:: WORK TO COMPLETE ::
Present the entries below as a numbered list, omitting any blank lines.

:: INFORMATION GIVEN ::
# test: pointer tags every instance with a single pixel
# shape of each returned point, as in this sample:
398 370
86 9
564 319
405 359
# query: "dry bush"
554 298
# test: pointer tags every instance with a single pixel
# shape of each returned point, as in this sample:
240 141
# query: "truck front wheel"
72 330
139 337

:: RESULT OF THIS TASK ::
1. # test: pointer tags every instance with a single pixel
2. # shape of each returned point, as in this sample:
3. 398 370
4. 86 9
5. 564 319
6. 405 359
7. # query: "dry bush"
8. 554 298
9. # test: pointer tags every instance with a single pixel
10. # shape of each returned point, as in this sample:
11. 240 141
12. # query: "truck front wheel"
13. 72 330
14. 139 337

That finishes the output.